RECORDS PROVIDED START

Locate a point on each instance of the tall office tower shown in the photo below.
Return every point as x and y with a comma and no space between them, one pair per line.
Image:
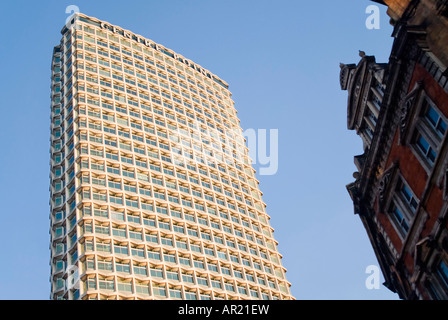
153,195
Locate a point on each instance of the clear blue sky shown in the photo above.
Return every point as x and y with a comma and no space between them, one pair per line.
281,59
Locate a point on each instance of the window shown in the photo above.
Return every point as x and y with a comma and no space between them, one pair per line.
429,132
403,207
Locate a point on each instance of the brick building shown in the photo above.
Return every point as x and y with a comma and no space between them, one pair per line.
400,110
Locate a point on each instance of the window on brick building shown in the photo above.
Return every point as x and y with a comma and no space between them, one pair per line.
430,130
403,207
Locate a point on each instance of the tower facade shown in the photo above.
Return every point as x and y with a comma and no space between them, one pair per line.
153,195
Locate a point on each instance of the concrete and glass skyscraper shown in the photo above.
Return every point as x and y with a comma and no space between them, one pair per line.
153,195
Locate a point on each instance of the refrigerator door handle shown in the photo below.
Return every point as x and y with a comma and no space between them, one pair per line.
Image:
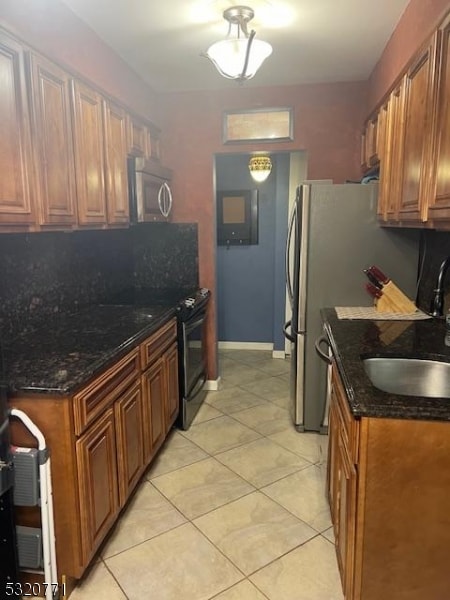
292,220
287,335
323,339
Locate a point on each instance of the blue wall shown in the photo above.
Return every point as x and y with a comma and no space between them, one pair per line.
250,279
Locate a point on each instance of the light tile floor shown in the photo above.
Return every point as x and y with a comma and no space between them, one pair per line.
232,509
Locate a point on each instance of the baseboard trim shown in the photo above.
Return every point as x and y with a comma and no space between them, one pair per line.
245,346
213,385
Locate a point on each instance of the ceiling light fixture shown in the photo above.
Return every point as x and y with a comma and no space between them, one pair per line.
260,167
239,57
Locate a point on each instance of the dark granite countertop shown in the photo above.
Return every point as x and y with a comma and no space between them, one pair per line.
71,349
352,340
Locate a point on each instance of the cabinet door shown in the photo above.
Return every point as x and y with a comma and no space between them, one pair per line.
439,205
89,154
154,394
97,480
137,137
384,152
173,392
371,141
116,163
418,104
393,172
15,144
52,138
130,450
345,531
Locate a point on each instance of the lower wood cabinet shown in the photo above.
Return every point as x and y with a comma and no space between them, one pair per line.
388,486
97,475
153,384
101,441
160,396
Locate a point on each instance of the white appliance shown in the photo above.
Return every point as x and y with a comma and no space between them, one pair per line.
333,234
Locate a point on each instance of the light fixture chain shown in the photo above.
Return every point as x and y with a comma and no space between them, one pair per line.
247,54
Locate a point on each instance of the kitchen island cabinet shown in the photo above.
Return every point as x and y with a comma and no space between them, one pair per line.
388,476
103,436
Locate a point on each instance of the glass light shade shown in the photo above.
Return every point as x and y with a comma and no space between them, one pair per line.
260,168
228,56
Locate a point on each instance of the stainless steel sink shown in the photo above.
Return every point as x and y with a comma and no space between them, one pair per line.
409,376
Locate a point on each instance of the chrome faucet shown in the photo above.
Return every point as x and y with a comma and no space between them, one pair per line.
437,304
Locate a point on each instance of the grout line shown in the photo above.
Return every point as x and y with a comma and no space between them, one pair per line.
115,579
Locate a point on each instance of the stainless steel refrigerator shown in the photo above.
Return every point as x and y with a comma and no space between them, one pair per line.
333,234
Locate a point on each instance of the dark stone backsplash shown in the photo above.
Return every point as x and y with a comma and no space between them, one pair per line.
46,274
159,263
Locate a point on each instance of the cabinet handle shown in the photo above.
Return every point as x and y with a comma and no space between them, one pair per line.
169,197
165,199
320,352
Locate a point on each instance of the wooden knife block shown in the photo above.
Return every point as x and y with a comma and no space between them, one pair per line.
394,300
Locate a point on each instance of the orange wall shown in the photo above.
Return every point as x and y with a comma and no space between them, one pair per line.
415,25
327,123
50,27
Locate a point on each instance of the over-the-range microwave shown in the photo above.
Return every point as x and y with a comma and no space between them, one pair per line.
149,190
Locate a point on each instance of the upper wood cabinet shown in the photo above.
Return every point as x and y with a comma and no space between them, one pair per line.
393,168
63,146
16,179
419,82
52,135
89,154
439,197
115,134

RECORDS PROVIDED END
RECORDS PROVIDED START

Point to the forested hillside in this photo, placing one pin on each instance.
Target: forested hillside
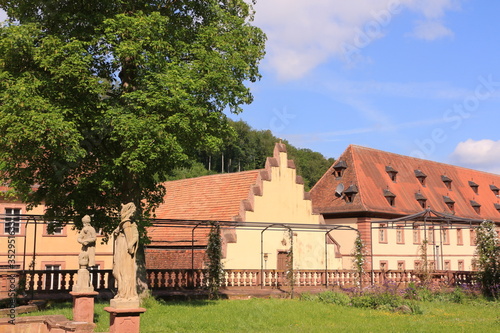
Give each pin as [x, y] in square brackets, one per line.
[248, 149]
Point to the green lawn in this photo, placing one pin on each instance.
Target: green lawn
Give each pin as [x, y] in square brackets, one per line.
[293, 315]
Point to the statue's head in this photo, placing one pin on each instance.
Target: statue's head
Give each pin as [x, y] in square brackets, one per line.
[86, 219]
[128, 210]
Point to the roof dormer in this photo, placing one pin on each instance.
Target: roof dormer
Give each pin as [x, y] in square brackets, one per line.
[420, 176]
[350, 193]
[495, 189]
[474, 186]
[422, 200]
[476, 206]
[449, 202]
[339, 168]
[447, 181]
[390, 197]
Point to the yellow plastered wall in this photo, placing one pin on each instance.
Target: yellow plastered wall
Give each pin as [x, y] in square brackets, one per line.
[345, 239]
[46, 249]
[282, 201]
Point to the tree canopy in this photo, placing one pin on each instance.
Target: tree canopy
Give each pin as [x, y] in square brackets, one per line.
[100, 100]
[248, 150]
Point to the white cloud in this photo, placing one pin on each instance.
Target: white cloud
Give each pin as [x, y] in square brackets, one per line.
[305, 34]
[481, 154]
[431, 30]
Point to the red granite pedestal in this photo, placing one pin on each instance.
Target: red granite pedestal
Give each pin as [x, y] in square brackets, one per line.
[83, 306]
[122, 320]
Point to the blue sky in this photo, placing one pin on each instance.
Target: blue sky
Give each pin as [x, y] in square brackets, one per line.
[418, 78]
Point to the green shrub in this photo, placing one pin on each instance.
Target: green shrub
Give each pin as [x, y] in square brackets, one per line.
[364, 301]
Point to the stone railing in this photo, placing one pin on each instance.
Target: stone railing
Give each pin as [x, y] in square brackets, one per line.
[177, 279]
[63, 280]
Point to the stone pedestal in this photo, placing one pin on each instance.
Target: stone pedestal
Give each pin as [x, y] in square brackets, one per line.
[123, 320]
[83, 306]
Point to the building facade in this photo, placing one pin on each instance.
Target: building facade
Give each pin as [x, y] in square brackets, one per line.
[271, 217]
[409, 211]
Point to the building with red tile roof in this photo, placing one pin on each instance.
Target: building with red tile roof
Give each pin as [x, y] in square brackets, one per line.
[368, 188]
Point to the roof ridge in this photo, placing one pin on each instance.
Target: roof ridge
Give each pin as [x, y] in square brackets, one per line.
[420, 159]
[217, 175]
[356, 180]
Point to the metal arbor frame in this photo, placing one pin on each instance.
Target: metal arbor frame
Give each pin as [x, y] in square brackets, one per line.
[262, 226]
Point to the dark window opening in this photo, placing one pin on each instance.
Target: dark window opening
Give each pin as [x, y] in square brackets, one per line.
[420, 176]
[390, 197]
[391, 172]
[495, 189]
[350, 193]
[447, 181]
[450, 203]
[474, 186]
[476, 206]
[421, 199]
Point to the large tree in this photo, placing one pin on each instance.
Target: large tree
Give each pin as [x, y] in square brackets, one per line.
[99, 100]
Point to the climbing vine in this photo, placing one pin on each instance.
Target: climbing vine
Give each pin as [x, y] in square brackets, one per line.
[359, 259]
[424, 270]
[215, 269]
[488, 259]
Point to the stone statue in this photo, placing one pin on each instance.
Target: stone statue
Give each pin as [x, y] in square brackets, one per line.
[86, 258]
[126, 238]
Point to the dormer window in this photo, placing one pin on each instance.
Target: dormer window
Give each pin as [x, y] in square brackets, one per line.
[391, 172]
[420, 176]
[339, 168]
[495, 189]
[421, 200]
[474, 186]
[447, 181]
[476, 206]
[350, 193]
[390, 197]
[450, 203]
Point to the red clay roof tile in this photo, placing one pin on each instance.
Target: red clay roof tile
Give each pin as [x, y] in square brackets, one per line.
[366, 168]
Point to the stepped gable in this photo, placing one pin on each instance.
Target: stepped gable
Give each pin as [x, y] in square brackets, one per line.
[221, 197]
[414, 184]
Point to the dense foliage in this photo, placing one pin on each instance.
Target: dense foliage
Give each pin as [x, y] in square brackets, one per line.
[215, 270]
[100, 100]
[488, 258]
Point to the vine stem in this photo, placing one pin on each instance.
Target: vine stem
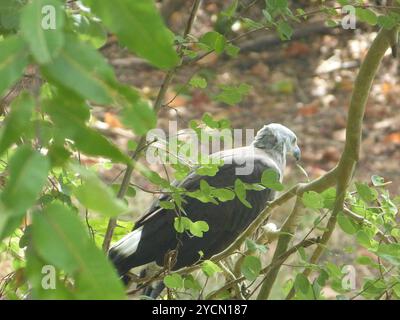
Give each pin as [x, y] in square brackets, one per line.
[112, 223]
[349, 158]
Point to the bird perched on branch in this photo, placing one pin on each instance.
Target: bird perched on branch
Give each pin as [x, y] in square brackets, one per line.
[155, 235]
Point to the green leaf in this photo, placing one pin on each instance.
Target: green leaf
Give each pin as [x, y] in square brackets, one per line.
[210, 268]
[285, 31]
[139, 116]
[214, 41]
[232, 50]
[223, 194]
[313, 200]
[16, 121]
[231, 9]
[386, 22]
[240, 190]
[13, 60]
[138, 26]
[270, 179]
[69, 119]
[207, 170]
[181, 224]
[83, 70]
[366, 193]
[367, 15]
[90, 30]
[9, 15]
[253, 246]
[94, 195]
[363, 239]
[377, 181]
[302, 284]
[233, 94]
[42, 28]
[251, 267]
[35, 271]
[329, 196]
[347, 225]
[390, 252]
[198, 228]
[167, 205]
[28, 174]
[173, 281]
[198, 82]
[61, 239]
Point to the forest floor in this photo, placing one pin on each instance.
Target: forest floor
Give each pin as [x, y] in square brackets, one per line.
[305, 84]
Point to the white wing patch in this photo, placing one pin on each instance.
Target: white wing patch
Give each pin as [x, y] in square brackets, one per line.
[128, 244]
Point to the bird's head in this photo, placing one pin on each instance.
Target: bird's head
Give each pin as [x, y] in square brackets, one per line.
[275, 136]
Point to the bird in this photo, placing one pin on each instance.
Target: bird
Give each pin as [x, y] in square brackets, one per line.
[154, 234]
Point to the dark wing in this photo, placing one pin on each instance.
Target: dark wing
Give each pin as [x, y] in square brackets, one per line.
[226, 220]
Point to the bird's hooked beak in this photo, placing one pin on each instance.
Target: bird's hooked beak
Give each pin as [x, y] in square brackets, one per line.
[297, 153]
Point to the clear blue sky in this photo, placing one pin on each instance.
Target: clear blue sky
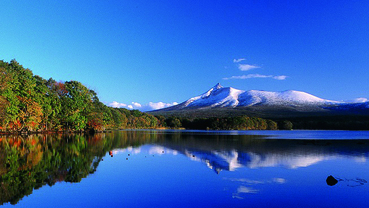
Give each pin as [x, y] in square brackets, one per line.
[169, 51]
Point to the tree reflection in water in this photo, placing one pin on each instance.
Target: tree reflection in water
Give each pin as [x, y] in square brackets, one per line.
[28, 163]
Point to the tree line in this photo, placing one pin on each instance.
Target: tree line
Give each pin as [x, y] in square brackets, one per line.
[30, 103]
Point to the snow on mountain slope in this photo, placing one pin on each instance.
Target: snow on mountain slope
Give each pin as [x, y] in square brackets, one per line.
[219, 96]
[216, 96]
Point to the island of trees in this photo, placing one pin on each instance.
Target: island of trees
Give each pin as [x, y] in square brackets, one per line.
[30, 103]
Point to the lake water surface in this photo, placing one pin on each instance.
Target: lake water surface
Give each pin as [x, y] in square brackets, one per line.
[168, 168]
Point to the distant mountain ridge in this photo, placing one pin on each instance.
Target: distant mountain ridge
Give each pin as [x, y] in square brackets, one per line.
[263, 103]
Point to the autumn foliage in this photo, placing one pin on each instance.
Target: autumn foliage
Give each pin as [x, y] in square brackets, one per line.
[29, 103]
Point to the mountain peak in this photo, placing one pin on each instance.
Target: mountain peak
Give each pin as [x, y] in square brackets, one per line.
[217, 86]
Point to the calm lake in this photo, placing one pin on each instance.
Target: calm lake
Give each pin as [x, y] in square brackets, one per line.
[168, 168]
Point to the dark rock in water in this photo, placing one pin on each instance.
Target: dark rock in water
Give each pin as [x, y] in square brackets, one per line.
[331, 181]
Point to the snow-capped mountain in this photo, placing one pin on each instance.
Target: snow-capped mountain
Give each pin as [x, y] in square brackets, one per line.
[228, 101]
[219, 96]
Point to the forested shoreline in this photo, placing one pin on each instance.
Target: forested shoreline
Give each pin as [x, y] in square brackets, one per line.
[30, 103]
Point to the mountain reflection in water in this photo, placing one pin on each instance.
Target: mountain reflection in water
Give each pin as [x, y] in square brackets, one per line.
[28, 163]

RECORDS PROVIDED END
RECORDS PROVIDED START

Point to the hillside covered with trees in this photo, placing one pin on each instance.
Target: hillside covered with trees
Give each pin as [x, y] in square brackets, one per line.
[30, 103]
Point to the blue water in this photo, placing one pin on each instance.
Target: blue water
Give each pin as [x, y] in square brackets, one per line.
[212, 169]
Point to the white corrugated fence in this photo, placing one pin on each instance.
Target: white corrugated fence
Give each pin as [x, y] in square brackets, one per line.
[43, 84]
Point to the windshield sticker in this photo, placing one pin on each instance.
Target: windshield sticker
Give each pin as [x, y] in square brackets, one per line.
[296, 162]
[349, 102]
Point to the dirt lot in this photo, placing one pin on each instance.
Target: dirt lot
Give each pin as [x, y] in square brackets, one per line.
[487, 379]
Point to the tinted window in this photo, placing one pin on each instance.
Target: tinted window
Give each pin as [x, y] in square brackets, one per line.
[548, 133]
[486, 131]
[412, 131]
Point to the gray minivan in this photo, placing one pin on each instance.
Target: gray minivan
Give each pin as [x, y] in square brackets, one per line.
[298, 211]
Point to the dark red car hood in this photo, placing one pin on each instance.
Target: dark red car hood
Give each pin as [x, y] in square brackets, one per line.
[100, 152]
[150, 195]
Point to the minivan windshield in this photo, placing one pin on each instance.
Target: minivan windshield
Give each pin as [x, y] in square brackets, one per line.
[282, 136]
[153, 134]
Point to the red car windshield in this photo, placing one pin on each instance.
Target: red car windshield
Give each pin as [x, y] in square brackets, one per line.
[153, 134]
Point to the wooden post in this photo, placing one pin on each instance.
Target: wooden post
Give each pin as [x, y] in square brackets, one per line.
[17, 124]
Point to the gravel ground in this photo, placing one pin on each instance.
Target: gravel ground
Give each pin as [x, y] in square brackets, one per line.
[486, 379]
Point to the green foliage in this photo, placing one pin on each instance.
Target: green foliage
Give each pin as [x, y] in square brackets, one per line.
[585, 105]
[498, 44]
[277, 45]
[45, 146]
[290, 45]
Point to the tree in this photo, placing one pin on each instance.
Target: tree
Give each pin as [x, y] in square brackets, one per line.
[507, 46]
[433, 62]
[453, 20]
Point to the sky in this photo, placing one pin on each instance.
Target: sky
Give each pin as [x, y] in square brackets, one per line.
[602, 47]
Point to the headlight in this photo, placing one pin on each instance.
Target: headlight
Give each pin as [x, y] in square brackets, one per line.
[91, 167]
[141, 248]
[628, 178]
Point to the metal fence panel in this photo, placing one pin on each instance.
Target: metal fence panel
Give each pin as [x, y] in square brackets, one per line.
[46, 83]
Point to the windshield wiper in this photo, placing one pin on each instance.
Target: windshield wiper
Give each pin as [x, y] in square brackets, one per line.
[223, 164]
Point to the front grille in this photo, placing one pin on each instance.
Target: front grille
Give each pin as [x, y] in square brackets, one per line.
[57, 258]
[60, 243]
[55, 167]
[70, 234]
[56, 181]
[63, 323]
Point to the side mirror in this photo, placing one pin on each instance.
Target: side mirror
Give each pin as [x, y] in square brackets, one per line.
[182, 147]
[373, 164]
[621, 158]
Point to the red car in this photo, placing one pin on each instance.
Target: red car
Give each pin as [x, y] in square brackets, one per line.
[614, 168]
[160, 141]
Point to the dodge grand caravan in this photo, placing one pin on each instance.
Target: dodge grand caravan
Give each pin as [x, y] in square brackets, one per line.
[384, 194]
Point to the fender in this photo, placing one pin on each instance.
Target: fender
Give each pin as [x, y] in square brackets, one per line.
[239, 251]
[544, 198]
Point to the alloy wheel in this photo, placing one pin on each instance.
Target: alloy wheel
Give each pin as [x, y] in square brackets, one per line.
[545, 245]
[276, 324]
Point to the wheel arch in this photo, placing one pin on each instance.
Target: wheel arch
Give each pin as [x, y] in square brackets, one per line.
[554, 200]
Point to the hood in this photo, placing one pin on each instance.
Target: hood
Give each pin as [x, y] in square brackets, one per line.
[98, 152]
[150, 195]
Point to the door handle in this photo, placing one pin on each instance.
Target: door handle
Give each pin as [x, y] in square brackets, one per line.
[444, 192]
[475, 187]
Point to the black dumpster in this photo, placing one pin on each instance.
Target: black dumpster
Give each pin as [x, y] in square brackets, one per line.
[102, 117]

RECORDS PROVIDED END

WHAT YOU NEED TO DO: In the entries above, find each line with the word "clear" and show it.

EXERCISE SOLUTION:
Locate a point on each instance of the clear blue sky shown in the photo above.
Point to the clear blue sky in this photo, placing one pin on each instance.
Target: clear blue sky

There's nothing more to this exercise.